PROBLEM SET:
1. Return the part of the passage on western fur trading that starts at "Besides the powerful" and ends at "great fur monopoly.", copied word for word.
2. Name the men whose surnames make up the powerful house mentioned at the start of the passage on western fur trading.
3. According to the passage on western fur trading, why did the three traders at Eagle Hills put laudanum in the liquor?

----- DOCUMENT PASSAGE -----

Besides the powerful house of McTavish, Frobisher, Todd, McGill and McGillivray, were hosts of lesser traders who literally peddled their goods to the Indians. In 1778, these pedlars pooled their stock and outfitted Peter Pond to go on beyond the Frobisher posts to Athabasca. Here, some miles south of the lake, Pond built his fort. Pond was a Boston man of boundless ambition and energy but utterly unscrupulous. While at Athabasca, he heard from the Indians rumors of the Russian fur traders on the Pacific Coast and he drew that famous map of the interior, which was to be presented to the Empress of Russia. He seems to have been cherishing secret designs of a great fur monopoly.

Fur posts sprang up on the waterways of the West like mushrooms. Rum flowed like water—50,000 gallons a year “the pedlars” brought to the Saskatchewan from Montreal. Disorders were bound to ensue. At Eagle Hills near Battleford, in 1780, the drunken Crees became so obstreperous in their demands for more liquor that the three terrified traders cooped up in their house tried to save themselves by putting laudanum in the liquor. An Indianwas drugged to death. The sobered Crees sulky from their debauch, arose to a man, rammed the doors, stabbed the three whites and seven half-breed traders to death, burnt the fort and sent coureurs running from tribe to tribe across the prairie to conspire for a massacre of all white traders in the country. Down on the Assiniboine at what is now known as Portage la Prairie, where the canoemen portaged across to Lake Manitoba and so to Lake Winnipeg and the Saskatchewan, were three strong trading houses under two men called Brice and Boyer. With them were twenty-three Frenchmen. Three different companies had their rendezvous here. The men were scattered in the three houses and off guard when one night the darkness was made hideous by the piercing war cry of the Assiniboines. Before lights could be put out, the painted warriors had swooped down on two of the houses. The whites were butchered as they dashed out—eleven men in as many seconds. The third house had warning from the shots at the others. Brice and Boyer were together. Promptly, lights were put out, muskets rammed through the parchment windows and chinks of the log walls, and a second relay of loaded weapons made ready. When the Assiniboines attempted to rush the third house, they were met with a solid crash of musketry that moweddown some thirty warriors and gave the assailants pause. With checked ardor, the Indians retreated to the other houses. They could at least starve the white men out, but the white men wisely did not wait. While the Assiniboines rioted, drunk on the booty of rum in the captured cabins, Brice ordered all liquor spilt in his house. Taking what peltries he could, abandoning the rest, Brice led a dash for the river. Darkness favored the fugitive whites. Three only of the retreating men fell under the shower of random arrows—Belleau, Facteau, Lachance. Launching canoes with whispers and muffling their paddles, the white men rowed all night, hid by day, and in three days were safe with the traders at the Forks, or what is now Winnipeg.

----- EXTRACTED RECORDS -----

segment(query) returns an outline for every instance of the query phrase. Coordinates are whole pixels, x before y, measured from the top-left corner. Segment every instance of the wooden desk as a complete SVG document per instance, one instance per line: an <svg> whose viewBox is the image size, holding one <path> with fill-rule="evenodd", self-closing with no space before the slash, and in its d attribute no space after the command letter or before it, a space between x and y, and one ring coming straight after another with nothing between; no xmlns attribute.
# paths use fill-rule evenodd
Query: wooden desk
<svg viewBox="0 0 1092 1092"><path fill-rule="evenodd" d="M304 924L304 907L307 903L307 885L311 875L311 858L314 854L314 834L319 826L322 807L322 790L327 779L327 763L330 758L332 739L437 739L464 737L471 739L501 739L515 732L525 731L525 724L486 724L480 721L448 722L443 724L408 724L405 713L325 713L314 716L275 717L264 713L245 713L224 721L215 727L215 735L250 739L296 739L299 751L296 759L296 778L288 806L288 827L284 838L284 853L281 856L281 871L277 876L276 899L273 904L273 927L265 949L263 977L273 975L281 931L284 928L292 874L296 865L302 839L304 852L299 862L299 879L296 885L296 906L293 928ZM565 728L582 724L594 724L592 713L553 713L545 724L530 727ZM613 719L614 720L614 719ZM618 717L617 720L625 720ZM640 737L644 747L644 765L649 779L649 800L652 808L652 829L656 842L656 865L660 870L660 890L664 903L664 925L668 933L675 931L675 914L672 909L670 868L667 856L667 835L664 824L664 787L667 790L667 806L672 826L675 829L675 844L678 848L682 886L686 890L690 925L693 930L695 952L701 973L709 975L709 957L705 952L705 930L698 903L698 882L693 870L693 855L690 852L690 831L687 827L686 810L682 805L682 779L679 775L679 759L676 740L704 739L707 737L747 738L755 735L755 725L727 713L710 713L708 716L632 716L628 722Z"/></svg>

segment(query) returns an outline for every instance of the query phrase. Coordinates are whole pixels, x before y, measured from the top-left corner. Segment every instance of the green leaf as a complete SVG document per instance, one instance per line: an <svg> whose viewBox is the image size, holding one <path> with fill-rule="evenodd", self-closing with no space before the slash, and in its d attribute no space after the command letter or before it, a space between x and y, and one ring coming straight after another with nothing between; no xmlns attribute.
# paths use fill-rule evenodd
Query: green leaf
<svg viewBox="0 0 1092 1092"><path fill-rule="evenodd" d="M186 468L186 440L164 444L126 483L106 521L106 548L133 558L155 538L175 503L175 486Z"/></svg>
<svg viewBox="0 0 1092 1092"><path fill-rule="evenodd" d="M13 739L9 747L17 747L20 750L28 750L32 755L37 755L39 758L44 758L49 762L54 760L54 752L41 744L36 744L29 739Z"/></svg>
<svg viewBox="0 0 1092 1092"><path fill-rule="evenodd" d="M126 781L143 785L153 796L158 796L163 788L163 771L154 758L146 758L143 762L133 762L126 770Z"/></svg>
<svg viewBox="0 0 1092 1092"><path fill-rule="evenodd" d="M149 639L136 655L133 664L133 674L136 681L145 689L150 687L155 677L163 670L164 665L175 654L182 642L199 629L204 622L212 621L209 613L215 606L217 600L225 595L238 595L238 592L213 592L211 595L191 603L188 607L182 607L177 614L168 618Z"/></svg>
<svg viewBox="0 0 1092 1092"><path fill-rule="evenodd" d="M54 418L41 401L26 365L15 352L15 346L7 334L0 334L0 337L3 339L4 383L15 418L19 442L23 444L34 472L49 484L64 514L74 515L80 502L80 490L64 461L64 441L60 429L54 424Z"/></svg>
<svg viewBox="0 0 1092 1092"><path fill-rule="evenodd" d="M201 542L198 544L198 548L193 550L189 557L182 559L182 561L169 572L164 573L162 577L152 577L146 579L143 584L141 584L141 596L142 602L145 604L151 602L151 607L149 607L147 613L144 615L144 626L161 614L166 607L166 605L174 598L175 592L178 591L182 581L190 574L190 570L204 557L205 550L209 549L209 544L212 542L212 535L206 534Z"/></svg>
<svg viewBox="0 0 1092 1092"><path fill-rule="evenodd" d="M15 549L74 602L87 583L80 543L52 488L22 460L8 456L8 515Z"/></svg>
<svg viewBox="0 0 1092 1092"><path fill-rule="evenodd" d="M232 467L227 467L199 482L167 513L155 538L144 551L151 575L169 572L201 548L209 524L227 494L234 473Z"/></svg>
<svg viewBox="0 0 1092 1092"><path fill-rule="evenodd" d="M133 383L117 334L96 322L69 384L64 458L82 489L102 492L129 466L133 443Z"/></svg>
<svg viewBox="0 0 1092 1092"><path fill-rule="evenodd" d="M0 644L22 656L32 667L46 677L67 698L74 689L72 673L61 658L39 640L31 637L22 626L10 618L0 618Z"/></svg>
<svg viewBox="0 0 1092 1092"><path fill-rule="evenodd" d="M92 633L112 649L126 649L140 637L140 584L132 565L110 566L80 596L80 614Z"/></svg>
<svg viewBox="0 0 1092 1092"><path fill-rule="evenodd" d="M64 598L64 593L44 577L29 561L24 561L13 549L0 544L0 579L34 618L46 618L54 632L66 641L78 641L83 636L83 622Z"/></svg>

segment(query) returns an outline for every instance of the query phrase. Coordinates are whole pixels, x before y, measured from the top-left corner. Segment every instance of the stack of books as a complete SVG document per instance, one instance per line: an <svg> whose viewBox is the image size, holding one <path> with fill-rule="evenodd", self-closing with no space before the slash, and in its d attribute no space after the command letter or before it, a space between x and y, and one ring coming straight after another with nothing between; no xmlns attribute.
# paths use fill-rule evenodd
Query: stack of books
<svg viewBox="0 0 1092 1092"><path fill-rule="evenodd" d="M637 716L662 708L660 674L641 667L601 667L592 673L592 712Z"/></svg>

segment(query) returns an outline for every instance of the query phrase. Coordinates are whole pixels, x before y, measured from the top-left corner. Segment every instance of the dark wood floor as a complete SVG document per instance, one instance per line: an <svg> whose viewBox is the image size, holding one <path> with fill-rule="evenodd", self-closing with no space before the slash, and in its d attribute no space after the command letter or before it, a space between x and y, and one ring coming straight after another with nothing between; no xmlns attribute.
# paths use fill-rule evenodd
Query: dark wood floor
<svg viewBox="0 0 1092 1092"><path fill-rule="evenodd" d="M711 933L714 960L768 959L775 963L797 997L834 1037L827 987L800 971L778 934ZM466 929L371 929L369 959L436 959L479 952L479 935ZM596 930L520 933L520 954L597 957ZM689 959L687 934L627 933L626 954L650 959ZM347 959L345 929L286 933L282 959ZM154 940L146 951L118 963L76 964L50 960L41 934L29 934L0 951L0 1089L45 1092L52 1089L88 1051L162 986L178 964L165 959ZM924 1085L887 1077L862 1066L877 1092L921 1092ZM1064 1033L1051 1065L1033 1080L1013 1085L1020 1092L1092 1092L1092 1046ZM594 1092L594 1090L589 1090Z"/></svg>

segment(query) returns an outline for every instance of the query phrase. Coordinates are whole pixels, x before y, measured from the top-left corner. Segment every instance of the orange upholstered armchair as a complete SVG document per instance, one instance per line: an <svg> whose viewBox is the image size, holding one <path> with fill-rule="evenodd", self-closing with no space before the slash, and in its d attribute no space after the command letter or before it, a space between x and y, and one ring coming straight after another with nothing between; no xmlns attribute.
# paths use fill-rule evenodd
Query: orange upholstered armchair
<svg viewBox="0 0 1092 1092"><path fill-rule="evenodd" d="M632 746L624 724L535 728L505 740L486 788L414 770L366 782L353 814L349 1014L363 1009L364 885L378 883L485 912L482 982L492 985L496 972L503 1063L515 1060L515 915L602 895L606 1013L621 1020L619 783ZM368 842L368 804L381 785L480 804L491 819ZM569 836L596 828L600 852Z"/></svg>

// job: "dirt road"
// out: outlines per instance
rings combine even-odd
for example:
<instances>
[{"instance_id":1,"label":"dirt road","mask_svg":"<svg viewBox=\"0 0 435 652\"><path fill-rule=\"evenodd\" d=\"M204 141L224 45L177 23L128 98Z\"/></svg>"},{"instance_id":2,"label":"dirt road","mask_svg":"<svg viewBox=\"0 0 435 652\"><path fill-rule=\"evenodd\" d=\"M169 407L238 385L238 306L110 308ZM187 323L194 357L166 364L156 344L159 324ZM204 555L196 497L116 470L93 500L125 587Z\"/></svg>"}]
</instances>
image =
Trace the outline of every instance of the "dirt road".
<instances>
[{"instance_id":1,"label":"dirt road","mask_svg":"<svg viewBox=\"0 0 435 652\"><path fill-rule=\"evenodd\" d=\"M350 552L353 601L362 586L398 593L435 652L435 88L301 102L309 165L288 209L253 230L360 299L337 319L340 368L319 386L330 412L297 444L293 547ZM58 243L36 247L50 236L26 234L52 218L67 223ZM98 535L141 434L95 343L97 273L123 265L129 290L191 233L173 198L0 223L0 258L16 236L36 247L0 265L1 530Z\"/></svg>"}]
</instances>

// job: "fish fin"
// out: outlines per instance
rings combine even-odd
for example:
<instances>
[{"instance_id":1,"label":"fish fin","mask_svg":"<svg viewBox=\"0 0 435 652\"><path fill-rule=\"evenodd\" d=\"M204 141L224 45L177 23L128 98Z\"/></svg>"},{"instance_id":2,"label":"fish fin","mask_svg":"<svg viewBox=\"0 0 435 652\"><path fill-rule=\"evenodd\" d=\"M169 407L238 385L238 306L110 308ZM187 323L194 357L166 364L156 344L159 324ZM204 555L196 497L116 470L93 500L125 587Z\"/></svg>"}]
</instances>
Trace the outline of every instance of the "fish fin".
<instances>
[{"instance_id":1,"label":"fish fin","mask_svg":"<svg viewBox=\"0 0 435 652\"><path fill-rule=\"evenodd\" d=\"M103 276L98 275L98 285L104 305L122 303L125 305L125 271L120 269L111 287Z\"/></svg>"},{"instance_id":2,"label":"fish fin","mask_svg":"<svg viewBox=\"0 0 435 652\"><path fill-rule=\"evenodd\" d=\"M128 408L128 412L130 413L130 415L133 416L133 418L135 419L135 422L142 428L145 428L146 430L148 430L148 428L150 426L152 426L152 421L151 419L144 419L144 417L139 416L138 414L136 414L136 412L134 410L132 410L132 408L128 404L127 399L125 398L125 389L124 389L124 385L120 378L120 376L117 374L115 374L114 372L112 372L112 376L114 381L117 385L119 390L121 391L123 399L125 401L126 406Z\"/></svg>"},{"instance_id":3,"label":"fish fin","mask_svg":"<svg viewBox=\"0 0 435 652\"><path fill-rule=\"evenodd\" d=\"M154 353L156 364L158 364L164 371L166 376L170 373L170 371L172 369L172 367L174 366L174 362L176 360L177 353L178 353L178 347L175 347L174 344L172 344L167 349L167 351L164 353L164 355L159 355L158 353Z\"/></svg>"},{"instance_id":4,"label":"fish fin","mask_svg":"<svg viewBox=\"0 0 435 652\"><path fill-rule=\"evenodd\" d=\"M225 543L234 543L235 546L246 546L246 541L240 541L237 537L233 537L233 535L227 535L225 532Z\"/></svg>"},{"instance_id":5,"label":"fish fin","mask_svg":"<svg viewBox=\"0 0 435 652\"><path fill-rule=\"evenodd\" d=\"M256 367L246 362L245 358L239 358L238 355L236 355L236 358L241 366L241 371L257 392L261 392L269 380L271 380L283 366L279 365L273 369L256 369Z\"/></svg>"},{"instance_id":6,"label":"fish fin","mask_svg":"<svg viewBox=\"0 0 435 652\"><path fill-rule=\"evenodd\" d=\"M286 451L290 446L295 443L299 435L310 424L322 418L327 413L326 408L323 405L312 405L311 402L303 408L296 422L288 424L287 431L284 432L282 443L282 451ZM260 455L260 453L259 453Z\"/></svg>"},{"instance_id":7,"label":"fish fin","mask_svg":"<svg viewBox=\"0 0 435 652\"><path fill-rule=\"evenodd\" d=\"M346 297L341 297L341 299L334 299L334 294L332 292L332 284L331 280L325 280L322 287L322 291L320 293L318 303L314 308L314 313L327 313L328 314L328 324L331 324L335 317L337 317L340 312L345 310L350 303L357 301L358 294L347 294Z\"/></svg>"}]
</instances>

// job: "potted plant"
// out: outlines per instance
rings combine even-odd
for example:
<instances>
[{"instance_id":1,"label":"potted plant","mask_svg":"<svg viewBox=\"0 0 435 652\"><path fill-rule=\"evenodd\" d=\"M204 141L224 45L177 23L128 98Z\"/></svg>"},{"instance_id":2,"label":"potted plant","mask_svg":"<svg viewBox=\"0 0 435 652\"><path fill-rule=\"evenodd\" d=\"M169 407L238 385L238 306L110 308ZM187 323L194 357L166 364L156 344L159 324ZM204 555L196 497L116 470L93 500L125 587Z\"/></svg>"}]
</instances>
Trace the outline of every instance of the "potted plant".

-----

ANSWERS FOR THE EXERCISE:
1.
Besides the powerful house of McTavish, Frobisher, Todd, McGill and McGillivray, were hosts of lesser traders who literally peddled their goods to the Indians. In 1778, these pedlars pooled their stock and outfitted Peter Pond to go on beyond the Frobisher posts to Athabasca. Here, some miles south of the lake, Pond built his fort. Pond was a Boston man of boundless ambition and energy but utterly unscrupulous. While at Athabasca, he heard from the Indians rumors of the Russian fur traders on the Pacific Coast and he drew that famous map of the interior, which was to be presented to the Empress of Russia. He seems to have been cherishing secret designs of a great fur monopoly.

2. McTavish, Frobisher, Todd, McGill, McGillivray

3. The drunken Crees had become so obstreperous in demanding more liquor that the terrified traders, cooped up in their house, tried to save themselves by drugging it.